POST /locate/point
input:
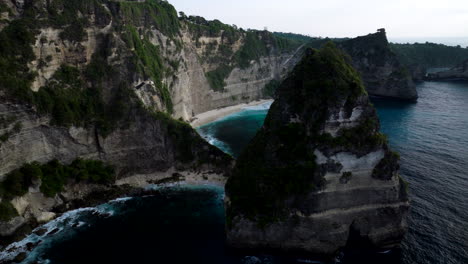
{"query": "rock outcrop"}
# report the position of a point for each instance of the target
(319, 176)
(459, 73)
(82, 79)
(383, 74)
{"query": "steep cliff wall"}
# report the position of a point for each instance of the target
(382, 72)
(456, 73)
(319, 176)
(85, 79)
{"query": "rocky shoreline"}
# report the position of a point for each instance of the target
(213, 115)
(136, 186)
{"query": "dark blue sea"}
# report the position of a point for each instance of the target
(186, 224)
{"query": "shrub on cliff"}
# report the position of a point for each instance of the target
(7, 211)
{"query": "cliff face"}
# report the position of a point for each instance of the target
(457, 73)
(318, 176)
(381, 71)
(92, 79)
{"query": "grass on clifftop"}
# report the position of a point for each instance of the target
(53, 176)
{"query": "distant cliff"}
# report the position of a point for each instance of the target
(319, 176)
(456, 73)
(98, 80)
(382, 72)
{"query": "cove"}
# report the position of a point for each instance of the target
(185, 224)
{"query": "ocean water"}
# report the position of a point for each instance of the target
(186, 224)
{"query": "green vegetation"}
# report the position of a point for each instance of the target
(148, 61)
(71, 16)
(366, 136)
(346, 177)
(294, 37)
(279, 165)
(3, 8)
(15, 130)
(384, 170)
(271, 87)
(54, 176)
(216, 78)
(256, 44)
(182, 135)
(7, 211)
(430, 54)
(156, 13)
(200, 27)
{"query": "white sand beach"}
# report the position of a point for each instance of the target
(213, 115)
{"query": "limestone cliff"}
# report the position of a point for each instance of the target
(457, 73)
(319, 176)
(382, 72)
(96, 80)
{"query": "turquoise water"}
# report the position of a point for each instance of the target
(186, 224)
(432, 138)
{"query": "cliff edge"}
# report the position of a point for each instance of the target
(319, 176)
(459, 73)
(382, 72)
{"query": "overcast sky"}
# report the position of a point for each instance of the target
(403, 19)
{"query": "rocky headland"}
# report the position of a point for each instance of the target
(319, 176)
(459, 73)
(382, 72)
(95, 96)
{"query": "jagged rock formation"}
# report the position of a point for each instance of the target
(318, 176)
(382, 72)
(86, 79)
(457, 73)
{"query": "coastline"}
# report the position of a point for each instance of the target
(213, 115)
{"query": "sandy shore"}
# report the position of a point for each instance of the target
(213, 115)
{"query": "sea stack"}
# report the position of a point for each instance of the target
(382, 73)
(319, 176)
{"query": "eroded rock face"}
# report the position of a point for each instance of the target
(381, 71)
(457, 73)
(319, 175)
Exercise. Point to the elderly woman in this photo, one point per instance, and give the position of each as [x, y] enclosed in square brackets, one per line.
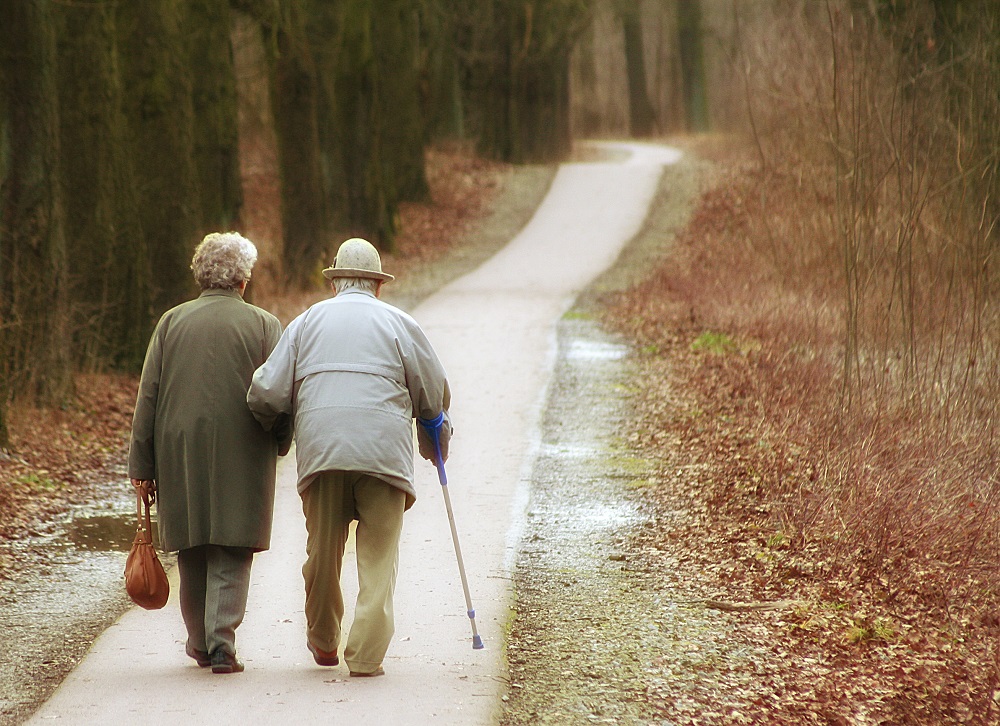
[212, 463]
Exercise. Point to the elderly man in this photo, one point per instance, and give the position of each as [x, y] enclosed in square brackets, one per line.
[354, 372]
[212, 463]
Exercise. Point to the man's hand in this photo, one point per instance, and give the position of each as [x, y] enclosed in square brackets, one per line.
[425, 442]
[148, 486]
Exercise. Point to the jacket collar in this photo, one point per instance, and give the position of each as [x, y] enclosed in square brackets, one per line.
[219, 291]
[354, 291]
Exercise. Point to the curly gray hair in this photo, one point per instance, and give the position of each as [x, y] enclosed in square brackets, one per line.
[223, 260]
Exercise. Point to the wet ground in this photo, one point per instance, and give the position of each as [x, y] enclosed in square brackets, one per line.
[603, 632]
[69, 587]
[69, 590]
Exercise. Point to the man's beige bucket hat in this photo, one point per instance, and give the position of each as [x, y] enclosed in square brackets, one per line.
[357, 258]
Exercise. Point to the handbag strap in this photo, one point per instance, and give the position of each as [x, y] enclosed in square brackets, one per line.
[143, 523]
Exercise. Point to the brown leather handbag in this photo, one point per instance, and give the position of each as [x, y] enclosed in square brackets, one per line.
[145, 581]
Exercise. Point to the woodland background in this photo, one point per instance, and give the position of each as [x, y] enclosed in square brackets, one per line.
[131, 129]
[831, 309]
-=-=-=-=-
(What you are asked to do):
Render every line from the one containing "Exercise. Point to the man's hand" through the last line of the items, both ends included, as a Markdown table with the columns Row and Line. Skip any blank lines.

(Written answer):
| Row | Line |
|---|---|
| 1 | Exercise. Point to the man's hand in this photo, one point per instance, and give the position of each as [x, y] enclosed in square brackets, one per line. |
| 2 | [425, 442] |
| 3 | [148, 486] |
| 4 | Exercise. Point to the jacket collar in this photo, one point per instance, and give the position of each as [x, y] enclosed in square brackets, one per line. |
| 5 | [219, 291] |
| 6 | [354, 291] |
| 7 | Exercise. Point to the curly gray hair in this photo, one point per instance, and give the position of each as [x, y] enclosed in square brackets, one per line. |
| 8 | [223, 260] |
| 9 | Exercise. Point to the wet ground in this photo, one point per instance, and give the position of each as [x, y] enclosed in square brackets, one per line. |
| 10 | [603, 632] |
| 11 | [69, 587] |
| 12 | [69, 590] |
| 13 | Exercise. Point to the man's beige bucket hat in this photo, one point per instance, and give the position of each as [x, y] enclosed in square brackets, one per line. |
| 14 | [357, 258] |
| 15 | Exercise. Point to the handbag strap in this photo, one point per instance, and give the position of each as [x, y] enclosed in square brackets, one per line. |
| 16 | [143, 523] |
| 17 | Exercise. Point to the brown leather handbag in this photo, one point per instance, and give the position of each as [x, y] enclosed in square brackets, one per line. |
| 18 | [145, 581] |
| 19 | Exercise. Point to the woodland background in this photo, one point per instance, and give the position of each as [x, y] enclosed in square brackets, one per line. |
| 20 | [131, 129] |
| 21 | [831, 309] |